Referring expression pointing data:

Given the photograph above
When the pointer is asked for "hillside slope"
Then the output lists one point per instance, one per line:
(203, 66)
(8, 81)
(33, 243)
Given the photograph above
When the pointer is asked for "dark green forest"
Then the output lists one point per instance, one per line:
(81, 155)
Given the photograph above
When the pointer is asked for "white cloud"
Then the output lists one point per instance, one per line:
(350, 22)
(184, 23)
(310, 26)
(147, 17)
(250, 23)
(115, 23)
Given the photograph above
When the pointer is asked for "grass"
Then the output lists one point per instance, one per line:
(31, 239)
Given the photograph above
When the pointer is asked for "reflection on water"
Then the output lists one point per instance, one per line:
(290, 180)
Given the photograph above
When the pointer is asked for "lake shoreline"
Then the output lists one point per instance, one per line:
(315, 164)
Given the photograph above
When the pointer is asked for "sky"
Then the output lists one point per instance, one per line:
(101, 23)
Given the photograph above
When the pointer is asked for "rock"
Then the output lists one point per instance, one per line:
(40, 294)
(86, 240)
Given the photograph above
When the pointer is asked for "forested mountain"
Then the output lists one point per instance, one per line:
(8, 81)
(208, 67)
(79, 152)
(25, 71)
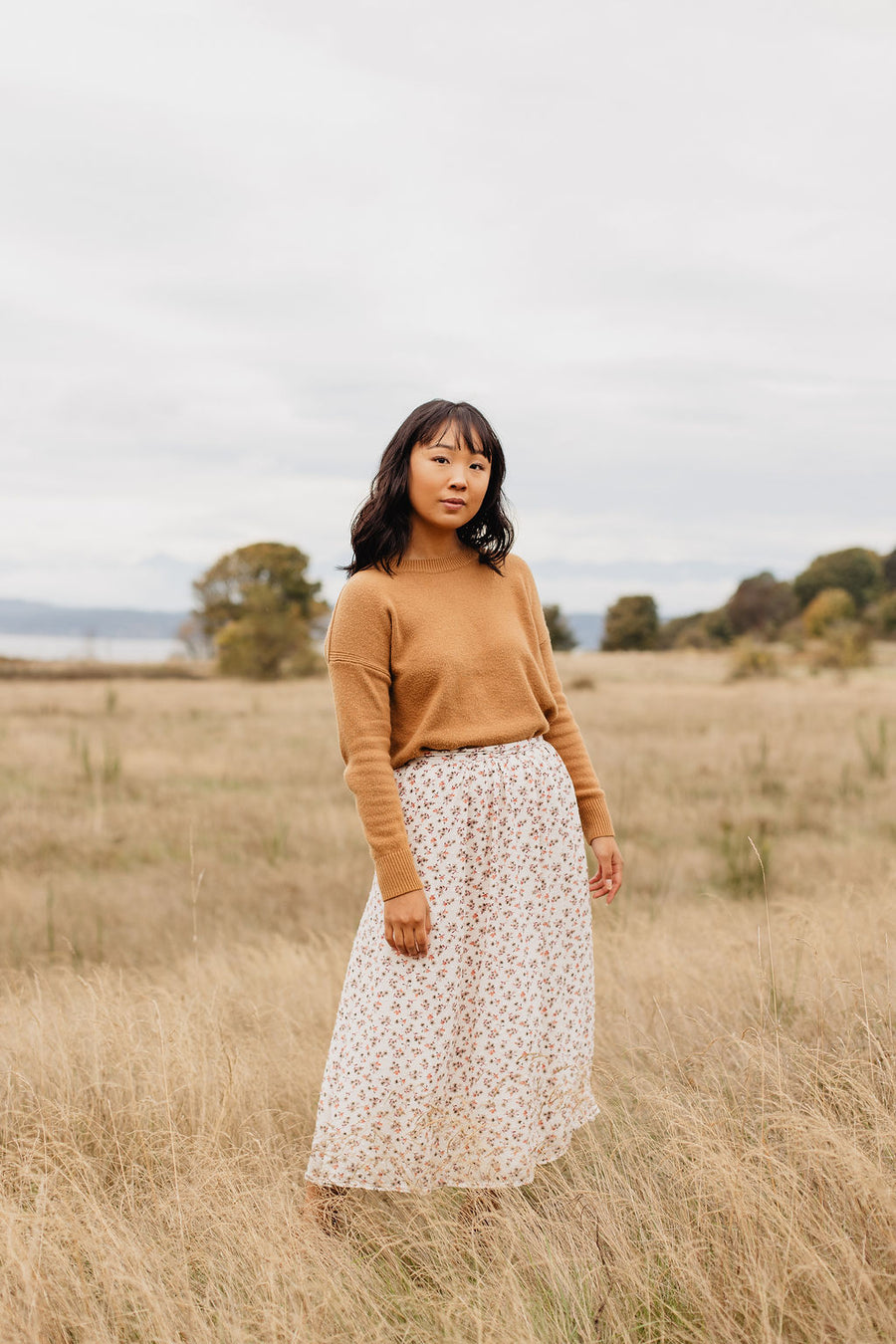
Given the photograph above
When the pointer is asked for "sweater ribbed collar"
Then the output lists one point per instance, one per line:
(437, 564)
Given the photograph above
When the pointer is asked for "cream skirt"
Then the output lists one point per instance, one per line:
(472, 1064)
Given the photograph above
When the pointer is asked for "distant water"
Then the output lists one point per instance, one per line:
(80, 647)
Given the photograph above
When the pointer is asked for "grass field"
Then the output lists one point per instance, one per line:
(180, 878)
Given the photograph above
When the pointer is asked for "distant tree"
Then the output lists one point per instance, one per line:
(881, 617)
(718, 626)
(888, 564)
(192, 636)
(559, 629)
(257, 606)
(857, 570)
(761, 605)
(826, 609)
(631, 622)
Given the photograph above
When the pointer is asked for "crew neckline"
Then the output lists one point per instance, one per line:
(437, 564)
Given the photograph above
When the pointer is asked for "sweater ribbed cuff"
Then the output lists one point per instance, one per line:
(595, 818)
(395, 872)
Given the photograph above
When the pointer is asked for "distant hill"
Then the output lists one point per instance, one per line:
(19, 617)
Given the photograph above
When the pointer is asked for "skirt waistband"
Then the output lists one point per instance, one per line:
(488, 749)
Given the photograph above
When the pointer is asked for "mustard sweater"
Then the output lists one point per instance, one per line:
(443, 653)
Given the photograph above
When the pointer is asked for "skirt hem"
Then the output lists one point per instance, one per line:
(426, 1189)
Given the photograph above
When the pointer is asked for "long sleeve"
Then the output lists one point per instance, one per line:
(565, 738)
(357, 653)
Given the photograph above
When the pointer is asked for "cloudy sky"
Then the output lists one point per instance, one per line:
(239, 242)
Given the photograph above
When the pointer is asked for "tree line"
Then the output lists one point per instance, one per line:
(260, 615)
(849, 591)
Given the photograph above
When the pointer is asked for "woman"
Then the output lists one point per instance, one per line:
(462, 1045)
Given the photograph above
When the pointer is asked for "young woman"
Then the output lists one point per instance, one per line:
(464, 1037)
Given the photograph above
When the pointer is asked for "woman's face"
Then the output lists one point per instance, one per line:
(446, 481)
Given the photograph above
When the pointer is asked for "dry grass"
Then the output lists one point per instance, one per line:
(165, 1017)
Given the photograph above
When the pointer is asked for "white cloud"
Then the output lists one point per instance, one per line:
(653, 242)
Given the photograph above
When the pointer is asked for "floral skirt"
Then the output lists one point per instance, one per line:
(473, 1063)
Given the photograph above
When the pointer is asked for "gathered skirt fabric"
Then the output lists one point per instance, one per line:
(472, 1064)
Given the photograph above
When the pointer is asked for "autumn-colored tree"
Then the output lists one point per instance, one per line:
(559, 629)
(857, 570)
(889, 570)
(257, 606)
(761, 605)
(631, 622)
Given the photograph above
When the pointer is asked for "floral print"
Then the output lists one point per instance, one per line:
(470, 1064)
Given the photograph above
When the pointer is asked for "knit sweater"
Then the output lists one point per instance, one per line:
(443, 653)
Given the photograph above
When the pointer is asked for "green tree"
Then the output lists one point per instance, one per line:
(761, 605)
(559, 629)
(857, 570)
(257, 606)
(889, 570)
(826, 609)
(631, 622)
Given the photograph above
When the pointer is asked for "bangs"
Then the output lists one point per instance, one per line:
(470, 426)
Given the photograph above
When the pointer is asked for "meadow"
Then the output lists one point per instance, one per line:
(181, 871)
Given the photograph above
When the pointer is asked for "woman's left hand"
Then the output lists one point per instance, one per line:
(607, 879)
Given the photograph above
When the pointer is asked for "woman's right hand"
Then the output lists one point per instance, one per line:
(407, 922)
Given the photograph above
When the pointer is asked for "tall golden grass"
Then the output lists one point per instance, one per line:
(181, 874)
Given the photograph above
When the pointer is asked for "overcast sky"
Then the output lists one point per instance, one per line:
(239, 242)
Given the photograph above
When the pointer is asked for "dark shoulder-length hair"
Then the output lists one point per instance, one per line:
(381, 526)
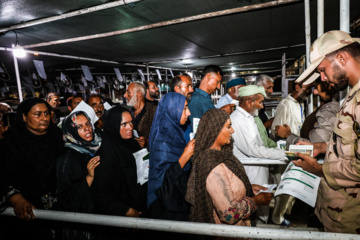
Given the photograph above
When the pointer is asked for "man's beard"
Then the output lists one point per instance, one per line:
(99, 114)
(188, 97)
(132, 101)
(154, 94)
(341, 77)
(254, 112)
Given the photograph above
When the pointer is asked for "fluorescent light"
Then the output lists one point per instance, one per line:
(19, 51)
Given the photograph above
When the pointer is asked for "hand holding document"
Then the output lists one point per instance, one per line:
(270, 188)
(304, 149)
(299, 183)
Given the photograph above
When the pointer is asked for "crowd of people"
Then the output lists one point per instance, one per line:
(86, 161)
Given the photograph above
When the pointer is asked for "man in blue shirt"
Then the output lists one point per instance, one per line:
(201, 99)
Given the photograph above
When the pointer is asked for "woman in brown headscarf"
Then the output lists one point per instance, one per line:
(219, 190)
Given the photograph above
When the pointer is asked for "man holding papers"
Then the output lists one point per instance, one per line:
(247, 140)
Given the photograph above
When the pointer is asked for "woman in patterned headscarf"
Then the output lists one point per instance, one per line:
(76, 166)
(219, 190)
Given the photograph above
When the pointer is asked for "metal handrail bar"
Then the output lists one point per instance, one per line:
(208, 229)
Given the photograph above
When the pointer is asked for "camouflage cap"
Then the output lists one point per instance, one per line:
(325, 44)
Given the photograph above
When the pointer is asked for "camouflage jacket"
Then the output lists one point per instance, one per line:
(338, 201)
(324, 125)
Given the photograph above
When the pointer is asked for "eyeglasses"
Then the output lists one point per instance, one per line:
(125, 124)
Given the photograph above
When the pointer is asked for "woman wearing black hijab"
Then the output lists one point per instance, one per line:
(28, 179)
(115, 188)
(75, 167)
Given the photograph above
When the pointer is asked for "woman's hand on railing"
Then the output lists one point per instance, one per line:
(23, 208)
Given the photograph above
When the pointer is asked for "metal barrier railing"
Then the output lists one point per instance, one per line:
(262, 161)
(207, 229)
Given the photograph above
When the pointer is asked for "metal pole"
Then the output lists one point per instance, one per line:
(69, 14)
(320, 17)
(17, 76)
(344, 26)
(167, 23)
(308, 45)
(147, 71)
(320, 28)
(62, 56)
(207, 229)
(284, 88)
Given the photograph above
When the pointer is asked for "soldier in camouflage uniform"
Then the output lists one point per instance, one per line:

Prompt = Within the entries above, report how many lines contain the word "holding"; the figure is all that is wanted.

Reply to the exercise = 2